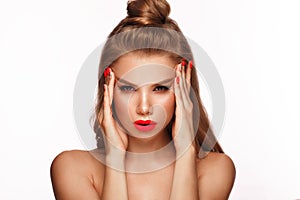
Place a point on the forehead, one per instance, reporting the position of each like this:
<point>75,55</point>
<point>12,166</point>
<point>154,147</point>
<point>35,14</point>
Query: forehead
<point>143,69</point>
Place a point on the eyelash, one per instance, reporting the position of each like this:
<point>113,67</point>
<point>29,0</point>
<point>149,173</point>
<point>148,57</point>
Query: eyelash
<point>127,88</point>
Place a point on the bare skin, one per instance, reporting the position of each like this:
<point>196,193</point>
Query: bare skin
<point>79,175</point>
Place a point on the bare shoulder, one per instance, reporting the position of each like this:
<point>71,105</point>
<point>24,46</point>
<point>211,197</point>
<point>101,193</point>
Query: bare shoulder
<point>216,175</point>
<point>73,172</point>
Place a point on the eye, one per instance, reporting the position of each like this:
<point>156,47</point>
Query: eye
<point>126,88</point>
<point>161,88</point>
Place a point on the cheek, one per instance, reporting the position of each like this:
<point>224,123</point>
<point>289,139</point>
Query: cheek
<point>168,103</point>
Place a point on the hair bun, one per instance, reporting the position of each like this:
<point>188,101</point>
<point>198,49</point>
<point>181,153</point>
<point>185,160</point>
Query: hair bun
<point>149,11</point>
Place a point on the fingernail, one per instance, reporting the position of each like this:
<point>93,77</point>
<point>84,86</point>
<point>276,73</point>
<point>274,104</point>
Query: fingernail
<point>183,63</point>
<point>106,72</point>
<point>191,64</point>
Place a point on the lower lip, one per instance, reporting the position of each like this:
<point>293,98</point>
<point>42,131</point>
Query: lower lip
<point>149,127</point>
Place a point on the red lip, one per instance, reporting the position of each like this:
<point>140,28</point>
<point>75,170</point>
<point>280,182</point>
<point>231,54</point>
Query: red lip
<point>144,125</point>
<point>144,122</point>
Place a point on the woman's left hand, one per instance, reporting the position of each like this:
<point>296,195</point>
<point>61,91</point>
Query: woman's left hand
<point>182,129</point>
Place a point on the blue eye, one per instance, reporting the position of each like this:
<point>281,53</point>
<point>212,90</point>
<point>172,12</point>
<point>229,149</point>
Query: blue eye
<point>161,88</point>
<point>126,88</point>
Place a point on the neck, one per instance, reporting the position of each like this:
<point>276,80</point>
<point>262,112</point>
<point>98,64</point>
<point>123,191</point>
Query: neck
<point>149,154</point>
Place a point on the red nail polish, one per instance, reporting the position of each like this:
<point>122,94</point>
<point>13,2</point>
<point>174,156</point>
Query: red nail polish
<point>106,72</point>
<point>191,64</point>
<point>177,79</point>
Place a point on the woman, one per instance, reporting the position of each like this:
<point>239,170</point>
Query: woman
<point>152,129</point>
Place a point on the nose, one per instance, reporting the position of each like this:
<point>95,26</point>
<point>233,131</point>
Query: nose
<point>143,103</point>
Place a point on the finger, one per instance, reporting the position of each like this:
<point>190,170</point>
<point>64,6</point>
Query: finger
<point>177,89</point>
<point>183,77</point>
<point>189,74</point>
<point>111,86</point>
<point>106,103</point>
<point>183,84</point>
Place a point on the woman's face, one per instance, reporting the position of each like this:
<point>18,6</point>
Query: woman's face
<point>144,100</point>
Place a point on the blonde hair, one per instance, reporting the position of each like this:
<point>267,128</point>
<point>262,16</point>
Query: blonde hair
<point>148,30</point>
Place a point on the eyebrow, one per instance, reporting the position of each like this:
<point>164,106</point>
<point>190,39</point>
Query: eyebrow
<point>127,82</point>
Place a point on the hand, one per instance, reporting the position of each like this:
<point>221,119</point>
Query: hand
<point>115,137</point>
<point>182,129</point>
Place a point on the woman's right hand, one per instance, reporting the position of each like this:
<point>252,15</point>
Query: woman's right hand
<point>115,137</point>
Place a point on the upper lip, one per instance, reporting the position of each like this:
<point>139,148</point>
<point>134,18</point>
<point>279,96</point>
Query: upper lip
<point>144,122</point>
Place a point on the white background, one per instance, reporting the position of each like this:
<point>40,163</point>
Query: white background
<point>254,45</point>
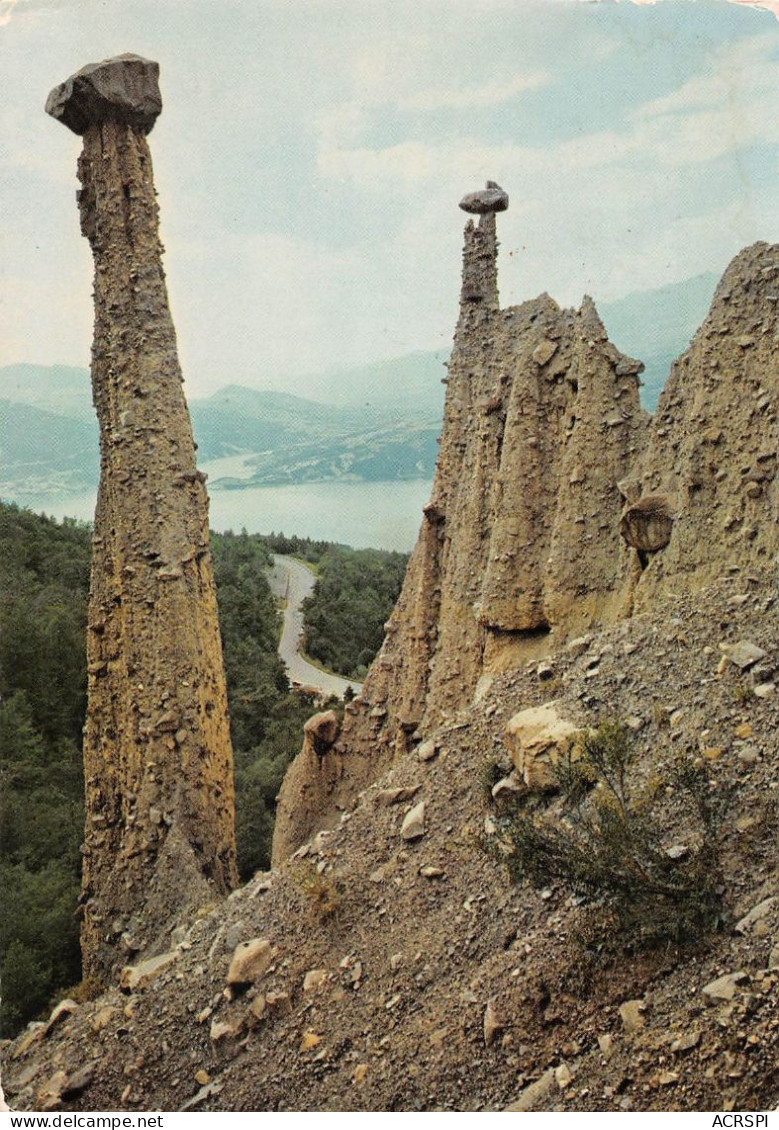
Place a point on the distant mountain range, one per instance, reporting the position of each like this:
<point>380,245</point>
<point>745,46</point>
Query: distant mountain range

================

# [WORK TO COMPLETE]
Copy the listing above verbatim; the pictures it contains are to stay out.

# [WORKED SOLUTION]
Place a point on the forehead, one per instance, reporting the position of each like this:
<point>75,55</point>
<point>12,166</point>
<point>154,147</point>
<point>35,14</point>
Query: forehead
<point>143,69</point>
Place a point on the eyelash, one per instance, reporting the position of each like this:
<point>113,67</point>
<point>29,0</point>
<point>149,173</point>
<point>148,57</point>
Query: eyelash
<point>127,88</point>
Place a point on the bare skin, one per instance, reporting the position of each like this:
<point>196,193</point>
Query: bare skin
<point>79,175</point>
Place a point on the bare shoulder, one per instance, reporting the position of each like this:
<point>71,105</point>
<point>24,46</point>
<point>211,197</point>
<point>101,193</point>
Query: bare shoulder
<point>216,175</point>
<point>73,172</point>
Place a point on the eye, one per instance, reporting the position of each like this:
<point>156,47</point>
Query: eye
<point>126,88</point>
<point>161,88</point>
Place a point on the cheek, one per instance, reporting the position of each like this:
<point>224,123</point>
<point>289,139</point>
Query: cheek
<point>168,103</point>
Place a point on the hair bun, one per instance, reporting the position of each like this:
<point>188,101</point>
<point>198,49</point>
<point>181,153</point>
<point>185,160</point>
Query: hair bun
<point>149,11</point>
Place a point on the fingernail, one per instance, reporting the position of each like this:
<point>93,77</point>
<point>84,86</point>
<point>276,73</point>
<point>274,104</point>
Query: fingernail
<point>183,63</point>
<point>106,72</point>
<point>191,64</point>
Place a point on the lower lip, one per instance, reporting the position of each like this:
<point>293,98</point>
<point>42,131</point>
Query: lower lip
<point>149,127</point>
Place a point on the red lip, one per instance, reporting the position of each like this:
<point>140,28</point>
<point>75,170</point>
<point>280,182</point>
<point>231,54</point>
Query: red lip
<point>144,125</point>
<point>144,122</point>
Place a point on the woman's left hand, one per instance, reporting the position of each like this:
<point>296,195</point>
<point>61,91</point>
Query: woman's left hand
<point>182,129</point>
Place a point on the blue eye, one per instance, reporting the position of each like this:
<point>281,53</point>
<point>212,90</point>
<point>172,12</point>
<point>229,149</point>
Query: blue eye
<point>161,88</point>
<point>126,88</point>
Place a point on the neck, one per instance, reporting the position of each like this:
<point>276,80</point>
<point>262,112</point>
<point>98,64</point>
<point>123,191</point>
Query: neck
<point>149,154</point>
Place a point on the red nail polish, one per instance, reporting the position of each like this:
<point>122,94</point>
<point>13,2</point>
<point>174,156</point>
Query: red nail polish
<point>106,72</point>
<point>191,64</point>
<point>177,79</point>
Place a point on the woman, one per instance, reporting the position of each like this:
<point>239,170</point>
Query: woman
<point>152,129</point>
Place a point on the nose, one per instance, reporting the position of each like this:
<point>95,26</point>
<point>233,131</point>
Query: nose
<point>143,103</point>
Place a point on the finger, one per instance, reporting the position of each like this:
<point>190,170</point>
<point>64,6</point>
Query: finger
<point>177,89</point>
<point>183,77</point>
<point>189,74</point>
<point>111,86</point>
<point>106,103</point>
<point>183,84</point>
Place a point on the woman's face, one per instance, reporting the position of each like this:
<point>18,6</point>
Query: woman's face
<point>144,100</point>
Place a point on the blonde hair, one per instance, reporting the position of each like this:
<point>267,128</point>
<point>262,16</point>
Query: blonde hair
<point>148,30</point>
Place a point on the eyebrow, one per instance, reporting the position of each like this:
<point>164,106</point>
<point>190,39</point>
Query: eyebrow
<point>127,82</point>
Place a point on the hand, one per instance, reporting the position of each like this:
<point>221,119</point>
Query: hand
<point>115,137</point>
<point>182,129</point>
Place a point on the woman's right hand, one per instance, reporting the position of each like this:
<point>252,15</point>
Query: woman's right hand
<point>115,137</point>
Place a point on the upper lip, one per instance, reporting the position of each like this:
<point>139,148</point>
<point>134,18</point>
<point>279,96</point>
Query: upper lip
<point>144,122</point>
Place a point on the white background, one per instance, reporting the position of each like this:
<point>40,163</point>
Query: white background
<point>254,45</point>
Place a point on the distant mountain range, one per instance, reporting the position of each like this:
<point>380,245</point>
<point>745,46</point>
Query: distant mountain range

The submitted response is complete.